» Exercise goal:
In the post on Dworkin's views of language, what term did Timmerman use for writers disappearing under military rule in Argentina?

Monday, May 31, 2004

Dworkin on the manipulation of language and Marilyn Waring on economics and human rights

Dworkin offers some fascinating criticisms of language and frames that are worth contemplating. These too are from her book "Scapegoat" with page numbers noted after each quote.

"It is hard to use language to convey meaning; it is laughable to try to use language to search for truth; the truth itself is laughable, a partly visible stage on which clowns slip on banana peels. Language has ceased to be human, or part of the human endeavor toward self-determination and dignity" (135).

"In the United States, language exists in a vacuum as if it were isolated from any community of values or actions. A recent thirty-year reinterpretation of the First Amendment to the U.S. Constitution, which protects speech, assembly, and religion from government sanction, fetishizes all expressive language: words become sacred totems, untouchable, an archeology of immutable ruins. Pulled away from its context, surgically excised by literalist courts of law, language is the dead corpse at the party--murdered, but by whom and so what?"(136)

"It is not hard to see how words determine human destiny: "The Auschwitz syndrome: the enemy must be wiped off the face of the earth," writes George Konrad. "And the enemy is anyone who has been declared an enemy" (136).

"The line between the violence of words and the violence of crowds is sometimes real; but more oftensuch a line is a product of jurisprudential artifice and fictive sociology. Indeed, it is hard to imagine violent acts surrounded by silence: riots without words; mobs without slogans; threats so quiet they remain unheard; mute masses of vandals. These actions happen but there is no sound. In Argentina under military rule the language was simply tranquilized, flattened out, a strategy that helped cliche emerge as political principle: "We were defrauded by democracy, which was not what we had expected";...Timmerman explained that there was no state censorship during the tyranny. Instead, writers disappeared. He called it "biological censorship" (137).

"Instead of recognizing the power of language, which is complex and difficult to untangle or understand, the notion that words have consequences is ridiculed; any attempt to try to understand the linguistic dimensions of hate is treated as if the effort itself were
a form of fascism" (143).

"There are bad words. Words become bad precisely because or when they cannot be separated from the shedding of human blood. The delusion of separation is, of course, consoling" (143).

"The Nazis also photographed and filmed the torture and eventual murder of German officers who tried to depose Hitler and failed... Goebbels's idea was to take the movie footage and make a propaganda film, which he did. It was shown once in Berlin. Full-dress Nazis were nauseated and made physically ill. It was fine to photograph Jews being clubbed to death in public; but watching adult, Aryan, military men die was another thing altogether, which suggests that torture as entertainment requires dehumanization of an enemy and that enemy's stigmatized powerlessness...Enjoyment in the debased photographic object requires that the viewer never identify with the victim so that, whatever his future, the viewer knows that he will never be that abject and soiled" (164).

» Dataset:
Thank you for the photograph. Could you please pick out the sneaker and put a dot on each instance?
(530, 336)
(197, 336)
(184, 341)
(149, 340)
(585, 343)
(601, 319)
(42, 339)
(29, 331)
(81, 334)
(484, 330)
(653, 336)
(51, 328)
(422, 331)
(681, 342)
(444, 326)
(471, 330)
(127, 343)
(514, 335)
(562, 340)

» Task response:
He called it "biological censorship."